Task details: With the pictures left out, write every entry down exactly.

Data provided:

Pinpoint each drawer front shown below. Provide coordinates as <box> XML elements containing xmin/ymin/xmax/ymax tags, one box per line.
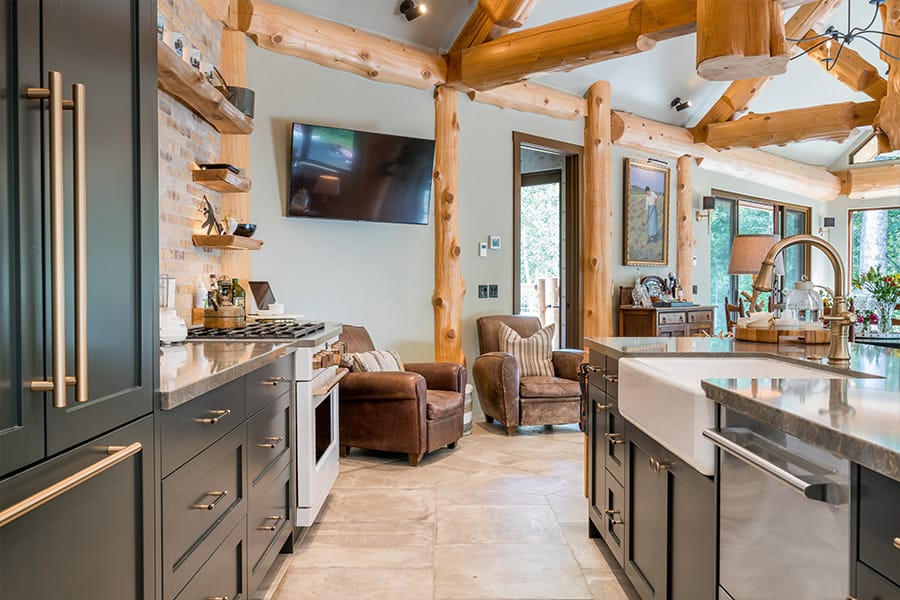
<box><xmin>603</xmin><ymin>476</ymin><xmax>626</xmax><ymax>567</ymax></box>
<box><xmin>658</xmin><ymin>311</ymin><xmax>686</xmax><ymax>325</ymax></box>
<box><xmin>858</xmin><ymin>467</ymin><xmax>900</xmax><ymax>585</ymax></box>
<box><xmin>247</xmin><ymin>355</ymin><xmax>293</xmax><ymax>417</ymax></box>
<box><xmin>588</xmin><ymin>350</ymin><xmax>606</xmax><ymax>393</ymax></box>
<box><xmin>248</xmin><ymin>393</ymin><xmax>291</xmax><ymax>487</ymax></box>
<box><xmin>857</xmin><ymin>561</ymin><xmax>900</xmax><ymax>600</ymax></box>
<box><xmin>604</xmin><ymin>407</ymin><xmax>625</xmax><ymax>487</ymax></box>
<box><xmin>688</xmin><ymin>310</ymin><xmax>713</xmax><ymax>324</ymax></box>
<box><xmin>162</xmin><ymin>425</ymin><xmax>247</xmax><ymax>599</ymax></box>
<box><xmin>175</xmin><ymin>517</ymin><xmax>247</xmax><ymax>600</ymax></box>
<box><xmin>604</xmin><ymin>357</ymin><xmax>618</xmax><ymax>399</ymax></box>
<box><xmin>249</xmin><ymin>465</ymin><xmax>291</xmax><ymax>581</ymax></box>
<box><xmin>161</xmin><ymin>377</ymin><xmax>246</xmax><ymax>476</ymax></box>
<box><xmin>658</xmin><ymin>324</ymin><xmax>686</xmax><ymax>337</ymax></box>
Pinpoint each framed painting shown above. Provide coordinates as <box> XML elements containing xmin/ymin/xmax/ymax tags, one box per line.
<box><xmin>623</xmin><ymin>159</ymin><xmax>669</xmax><ymax>266</ymax></box>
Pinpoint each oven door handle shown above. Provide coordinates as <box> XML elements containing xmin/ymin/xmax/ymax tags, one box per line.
<box><xmin>703</xmin><ymin>428</ymin><xmax>847</xmax><ymax>505</ymax></box>
<box><xmin>312</xmin><ymin>367</ymin><xmax>349</xmax><ymax>397</ymax></box>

Solution to this task:
Pinpoint each drawer front shown below. Provide coordinates as <box> XML elements containing xmin/ymin/xmax/ymax tags, one box per line.
<box><xmin>603</xmin><ymin>476</ymin><xmax>626</xmax><ymax>567</ymax></box>
<box><xmin>658</xmin><ymin>311</ymin><xmax>686</xmax><ymax>325</ymax></box>
<box><xmin>858</xmin><ymin>467</ymin><xmax>900</xmax><ymax>585</ymax></box>
<box><xmin>247</xmin><ymin>355</ymin><xmax>293</xmax><ymax>417</ymax></box>
<box><xmin>588</xmin><ymin>350</ymin><xmax>606</xmax><ymax>393</ymax></box>
<box><xmin>248</xmin><ymin>393</ymin><xmax>291</xmax><ymax>487</ymax></box>
<box><xmin>857</xmin><ymin>561</ymin><xmax>900</xmax><ymax>600</ymax></box>
<box><xmin>604</xmin><ymin>407</ymin><xmax>625</xmax><ymax>487</ymax></box>
<box><xmin>688</xmin><ymin>310</ymin><xmax>713</xmax><ymax>324</ymax></box>
<box><xmin>162</xmin><ymin>425</ymin><xmax>247</xmax><ymax>599</ymax></box>
<box><xmin>175</xmin><ymin>517</ymin><xmax>247</xmax><ymax>600</ymax></box>
<box><xmin>604</xmin><ymin>357</ymin><xmax>618</xmax><ymax>399</ymax></box>
<box><xmin>249</xmin><ymin>465</ymin><xmax>291</xmax><ymax>581</ymax></box>
<box><xmin>161</xmin><ymin>377</ymin><xmax>246</xmax><ymax>476</ymax></box>
<box><xmin>658</xmin><ymin>324</ymin><xmax>686</xmax><ymax>337</ymax></box>
Pinpoint each framed painting shown above. Provide coordinates as <box> XML elements containing xmin/ymin/xmax/ymax tags, one box per line.
<box><xmin>623</xmin><ymin>159</ymin><xmax>669</xmax><ymax>266</ymax></box>
Pinpoint each oven door handle shown above. Provide coordinates as <box> XML elements containing xmin/ymin/xmax/ymax tags, one box per line.
<box><xmin>703</xmin><ymin>428</ymin><xmax>847</xmax><ymax>505</ymax></box>
<box><xmin>312</xmin><ymin>367</ymin><xmax>349</xmax><ymax>397</ymax></box>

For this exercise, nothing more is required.